> Record excerpts

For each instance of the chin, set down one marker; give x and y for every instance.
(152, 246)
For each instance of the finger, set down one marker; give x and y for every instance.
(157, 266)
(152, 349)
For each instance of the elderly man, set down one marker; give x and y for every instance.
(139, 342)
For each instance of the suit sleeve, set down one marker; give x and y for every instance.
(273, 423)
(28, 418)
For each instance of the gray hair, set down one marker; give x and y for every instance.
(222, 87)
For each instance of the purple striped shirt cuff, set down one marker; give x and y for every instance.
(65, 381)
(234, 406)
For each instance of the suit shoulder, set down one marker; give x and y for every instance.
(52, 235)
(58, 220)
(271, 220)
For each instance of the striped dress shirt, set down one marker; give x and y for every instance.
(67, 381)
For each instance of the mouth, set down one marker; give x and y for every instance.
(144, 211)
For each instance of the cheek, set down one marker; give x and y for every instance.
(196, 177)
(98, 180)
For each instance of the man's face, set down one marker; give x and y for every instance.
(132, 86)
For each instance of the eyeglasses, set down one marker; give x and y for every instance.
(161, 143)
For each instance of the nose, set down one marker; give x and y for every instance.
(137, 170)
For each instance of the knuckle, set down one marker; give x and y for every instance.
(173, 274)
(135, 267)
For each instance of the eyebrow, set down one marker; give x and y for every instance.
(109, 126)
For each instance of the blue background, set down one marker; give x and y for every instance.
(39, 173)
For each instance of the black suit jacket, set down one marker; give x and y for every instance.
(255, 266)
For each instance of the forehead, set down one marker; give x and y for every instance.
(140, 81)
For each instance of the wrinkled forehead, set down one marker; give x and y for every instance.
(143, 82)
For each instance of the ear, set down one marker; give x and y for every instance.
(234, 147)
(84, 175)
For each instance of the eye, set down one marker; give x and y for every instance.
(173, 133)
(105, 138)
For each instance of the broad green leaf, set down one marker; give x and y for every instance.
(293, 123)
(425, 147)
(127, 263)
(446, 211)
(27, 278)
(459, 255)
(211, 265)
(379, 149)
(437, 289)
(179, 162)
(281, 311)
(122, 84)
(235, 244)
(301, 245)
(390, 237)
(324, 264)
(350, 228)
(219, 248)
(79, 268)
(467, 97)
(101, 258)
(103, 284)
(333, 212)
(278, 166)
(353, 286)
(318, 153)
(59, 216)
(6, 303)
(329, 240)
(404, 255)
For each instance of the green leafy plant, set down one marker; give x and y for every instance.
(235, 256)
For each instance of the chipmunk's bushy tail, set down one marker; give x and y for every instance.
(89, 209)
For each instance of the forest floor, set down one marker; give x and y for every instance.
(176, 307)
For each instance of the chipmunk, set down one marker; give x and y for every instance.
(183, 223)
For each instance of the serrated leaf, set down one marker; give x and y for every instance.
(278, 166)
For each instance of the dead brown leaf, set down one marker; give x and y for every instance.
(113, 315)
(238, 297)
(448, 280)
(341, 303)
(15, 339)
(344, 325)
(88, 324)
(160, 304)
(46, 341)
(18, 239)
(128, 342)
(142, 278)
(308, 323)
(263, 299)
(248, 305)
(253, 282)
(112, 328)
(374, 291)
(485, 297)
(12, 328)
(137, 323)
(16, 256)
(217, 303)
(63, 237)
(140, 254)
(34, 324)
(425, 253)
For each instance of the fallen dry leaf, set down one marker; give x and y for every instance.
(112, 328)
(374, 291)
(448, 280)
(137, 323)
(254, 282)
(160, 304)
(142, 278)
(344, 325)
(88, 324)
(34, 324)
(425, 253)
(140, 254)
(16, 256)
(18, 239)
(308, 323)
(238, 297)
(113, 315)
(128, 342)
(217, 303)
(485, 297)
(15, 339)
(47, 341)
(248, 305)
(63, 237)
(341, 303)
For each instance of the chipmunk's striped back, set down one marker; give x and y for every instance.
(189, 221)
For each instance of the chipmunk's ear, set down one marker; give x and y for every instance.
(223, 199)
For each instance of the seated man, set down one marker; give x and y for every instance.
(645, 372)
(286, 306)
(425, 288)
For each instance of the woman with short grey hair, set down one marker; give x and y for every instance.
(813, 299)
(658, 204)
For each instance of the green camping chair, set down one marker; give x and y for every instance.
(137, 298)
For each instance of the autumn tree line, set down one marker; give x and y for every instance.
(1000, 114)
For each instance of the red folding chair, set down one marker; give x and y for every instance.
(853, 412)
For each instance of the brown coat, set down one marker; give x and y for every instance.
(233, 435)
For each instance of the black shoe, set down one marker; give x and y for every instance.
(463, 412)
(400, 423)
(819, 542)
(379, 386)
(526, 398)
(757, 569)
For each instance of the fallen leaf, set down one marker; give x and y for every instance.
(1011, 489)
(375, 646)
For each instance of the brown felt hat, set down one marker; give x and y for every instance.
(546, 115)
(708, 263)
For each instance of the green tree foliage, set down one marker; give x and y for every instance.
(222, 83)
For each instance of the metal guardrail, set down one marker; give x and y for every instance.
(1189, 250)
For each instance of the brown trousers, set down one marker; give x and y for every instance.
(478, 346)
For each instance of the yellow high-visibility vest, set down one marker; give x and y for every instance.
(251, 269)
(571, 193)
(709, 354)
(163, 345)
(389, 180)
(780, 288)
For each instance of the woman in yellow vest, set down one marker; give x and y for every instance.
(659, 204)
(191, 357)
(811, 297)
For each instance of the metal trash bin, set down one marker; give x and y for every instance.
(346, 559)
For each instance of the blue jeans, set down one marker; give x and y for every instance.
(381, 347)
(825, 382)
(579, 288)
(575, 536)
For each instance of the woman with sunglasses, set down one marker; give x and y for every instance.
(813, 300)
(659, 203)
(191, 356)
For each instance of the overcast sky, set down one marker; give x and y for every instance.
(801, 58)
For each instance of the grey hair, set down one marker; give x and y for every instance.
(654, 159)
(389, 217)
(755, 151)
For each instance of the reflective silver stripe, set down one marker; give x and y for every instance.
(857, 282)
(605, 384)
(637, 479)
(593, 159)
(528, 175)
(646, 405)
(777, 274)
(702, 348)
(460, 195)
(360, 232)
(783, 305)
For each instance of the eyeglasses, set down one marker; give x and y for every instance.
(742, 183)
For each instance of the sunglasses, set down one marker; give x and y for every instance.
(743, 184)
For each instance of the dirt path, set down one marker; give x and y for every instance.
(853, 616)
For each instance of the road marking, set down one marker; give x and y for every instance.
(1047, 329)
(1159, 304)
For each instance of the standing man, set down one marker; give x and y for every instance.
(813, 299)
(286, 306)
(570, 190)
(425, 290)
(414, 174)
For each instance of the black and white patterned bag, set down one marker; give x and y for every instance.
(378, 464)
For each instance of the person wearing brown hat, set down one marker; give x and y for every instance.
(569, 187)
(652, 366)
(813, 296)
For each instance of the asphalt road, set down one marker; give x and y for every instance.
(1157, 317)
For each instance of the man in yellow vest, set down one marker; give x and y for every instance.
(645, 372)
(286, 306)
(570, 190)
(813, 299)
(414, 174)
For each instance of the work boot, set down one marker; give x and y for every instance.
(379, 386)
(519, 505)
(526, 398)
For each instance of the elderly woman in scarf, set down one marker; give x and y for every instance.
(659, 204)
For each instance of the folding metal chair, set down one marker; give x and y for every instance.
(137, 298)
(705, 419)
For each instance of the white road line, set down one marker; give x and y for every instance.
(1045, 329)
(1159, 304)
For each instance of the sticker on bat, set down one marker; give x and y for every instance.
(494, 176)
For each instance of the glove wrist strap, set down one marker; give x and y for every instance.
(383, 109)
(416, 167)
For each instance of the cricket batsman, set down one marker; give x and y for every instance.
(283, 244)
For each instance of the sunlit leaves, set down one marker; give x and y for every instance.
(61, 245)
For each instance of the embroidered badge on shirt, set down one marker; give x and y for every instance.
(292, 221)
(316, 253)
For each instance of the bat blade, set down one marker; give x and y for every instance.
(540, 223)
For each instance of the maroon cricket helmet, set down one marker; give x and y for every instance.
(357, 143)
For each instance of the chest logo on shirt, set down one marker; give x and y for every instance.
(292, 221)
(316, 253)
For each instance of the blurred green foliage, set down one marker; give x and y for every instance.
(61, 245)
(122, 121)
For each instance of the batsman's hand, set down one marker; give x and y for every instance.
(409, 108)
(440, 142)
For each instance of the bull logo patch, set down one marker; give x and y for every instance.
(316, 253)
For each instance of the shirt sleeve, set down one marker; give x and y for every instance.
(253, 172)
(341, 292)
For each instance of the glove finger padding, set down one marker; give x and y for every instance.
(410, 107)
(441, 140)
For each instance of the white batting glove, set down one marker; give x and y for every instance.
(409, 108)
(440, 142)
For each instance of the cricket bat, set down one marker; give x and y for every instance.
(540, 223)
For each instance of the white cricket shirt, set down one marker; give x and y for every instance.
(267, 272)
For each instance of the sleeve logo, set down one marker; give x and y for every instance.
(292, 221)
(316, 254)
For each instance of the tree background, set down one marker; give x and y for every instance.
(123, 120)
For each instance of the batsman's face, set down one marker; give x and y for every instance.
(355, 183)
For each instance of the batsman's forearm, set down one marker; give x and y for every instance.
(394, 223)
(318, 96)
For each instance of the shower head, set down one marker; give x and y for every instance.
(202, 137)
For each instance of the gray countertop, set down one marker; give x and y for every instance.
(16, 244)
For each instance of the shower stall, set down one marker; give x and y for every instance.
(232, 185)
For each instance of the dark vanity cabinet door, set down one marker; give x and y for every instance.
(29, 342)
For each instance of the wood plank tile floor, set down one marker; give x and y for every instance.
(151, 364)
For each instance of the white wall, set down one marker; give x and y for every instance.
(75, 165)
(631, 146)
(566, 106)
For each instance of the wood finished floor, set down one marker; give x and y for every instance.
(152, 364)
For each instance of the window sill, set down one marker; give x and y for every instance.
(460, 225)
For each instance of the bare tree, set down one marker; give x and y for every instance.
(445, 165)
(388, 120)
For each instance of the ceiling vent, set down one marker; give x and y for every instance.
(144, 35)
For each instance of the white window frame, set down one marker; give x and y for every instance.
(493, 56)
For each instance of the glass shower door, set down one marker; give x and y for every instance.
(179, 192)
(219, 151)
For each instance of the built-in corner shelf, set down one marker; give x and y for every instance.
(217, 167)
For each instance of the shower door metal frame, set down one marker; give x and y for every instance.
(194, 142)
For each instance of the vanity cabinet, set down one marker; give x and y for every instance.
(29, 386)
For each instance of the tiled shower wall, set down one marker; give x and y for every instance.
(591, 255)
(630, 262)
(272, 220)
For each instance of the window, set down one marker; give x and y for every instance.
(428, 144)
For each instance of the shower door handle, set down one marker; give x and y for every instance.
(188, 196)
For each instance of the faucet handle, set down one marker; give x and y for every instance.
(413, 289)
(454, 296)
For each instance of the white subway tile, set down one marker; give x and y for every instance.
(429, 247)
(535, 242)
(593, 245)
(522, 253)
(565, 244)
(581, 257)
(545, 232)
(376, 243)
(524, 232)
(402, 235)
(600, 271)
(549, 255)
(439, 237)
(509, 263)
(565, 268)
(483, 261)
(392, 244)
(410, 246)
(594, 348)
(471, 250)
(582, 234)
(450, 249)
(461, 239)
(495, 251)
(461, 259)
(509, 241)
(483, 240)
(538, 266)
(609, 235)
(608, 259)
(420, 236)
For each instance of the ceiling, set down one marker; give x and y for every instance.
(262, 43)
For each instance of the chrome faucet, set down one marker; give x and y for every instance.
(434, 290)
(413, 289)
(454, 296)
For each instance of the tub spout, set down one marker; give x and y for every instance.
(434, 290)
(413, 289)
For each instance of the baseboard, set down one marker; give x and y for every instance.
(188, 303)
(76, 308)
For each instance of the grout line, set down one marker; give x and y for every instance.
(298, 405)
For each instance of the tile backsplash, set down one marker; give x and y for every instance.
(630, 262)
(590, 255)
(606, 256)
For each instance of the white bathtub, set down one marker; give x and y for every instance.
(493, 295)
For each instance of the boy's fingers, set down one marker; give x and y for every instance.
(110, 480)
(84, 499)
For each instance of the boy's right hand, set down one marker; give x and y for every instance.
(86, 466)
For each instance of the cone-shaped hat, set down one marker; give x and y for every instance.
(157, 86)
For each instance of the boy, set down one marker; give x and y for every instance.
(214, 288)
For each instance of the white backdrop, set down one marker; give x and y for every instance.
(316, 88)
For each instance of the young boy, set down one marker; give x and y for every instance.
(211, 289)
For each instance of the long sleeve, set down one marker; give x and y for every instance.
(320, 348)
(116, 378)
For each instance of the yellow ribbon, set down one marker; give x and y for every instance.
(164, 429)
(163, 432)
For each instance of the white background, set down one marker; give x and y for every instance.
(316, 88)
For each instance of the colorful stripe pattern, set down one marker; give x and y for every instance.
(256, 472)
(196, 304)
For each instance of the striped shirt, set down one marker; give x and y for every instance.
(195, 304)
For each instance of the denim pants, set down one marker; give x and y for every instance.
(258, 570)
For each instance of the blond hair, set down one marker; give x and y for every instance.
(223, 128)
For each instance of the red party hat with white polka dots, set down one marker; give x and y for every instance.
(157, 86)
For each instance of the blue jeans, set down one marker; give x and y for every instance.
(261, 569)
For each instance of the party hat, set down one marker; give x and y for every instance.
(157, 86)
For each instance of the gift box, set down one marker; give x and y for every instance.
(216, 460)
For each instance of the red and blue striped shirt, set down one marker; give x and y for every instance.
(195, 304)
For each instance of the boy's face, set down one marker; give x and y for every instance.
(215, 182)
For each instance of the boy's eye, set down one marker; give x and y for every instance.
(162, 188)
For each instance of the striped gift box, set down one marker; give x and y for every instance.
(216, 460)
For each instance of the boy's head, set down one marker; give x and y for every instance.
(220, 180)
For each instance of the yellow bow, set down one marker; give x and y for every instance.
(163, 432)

> Exercise description
Extract, exactly, the lines above that begin at the line containing "For each instance of the party" and end at the final line of the records; add no other text.

> Output
For each instance of the party hat, set down one marker; give x and y for every instance.
(157, 86)
For each instance of the gift box, set down one marker; give x and y for every instance.
(216, 460)
For each instance of the red and blue striped shirt, set down one marker; give x and y for every instance.
(195, 304)
For each instance of the boy's face, set down one marker; give x and y for every instance.
(215, 182)
For each instance of the boy's eye, set down one marker; give x and y for every instance.
(162, 188)
For each instance of the striped gift box, set down one marker; give x and y for every instance.
(216, 460)
For each instance of the boy's head, set down one marker; give x and y for every instance.
(220, 180)
For each instance of the yellow bow, set down one marker; give x and y for every instance.
(163, 432)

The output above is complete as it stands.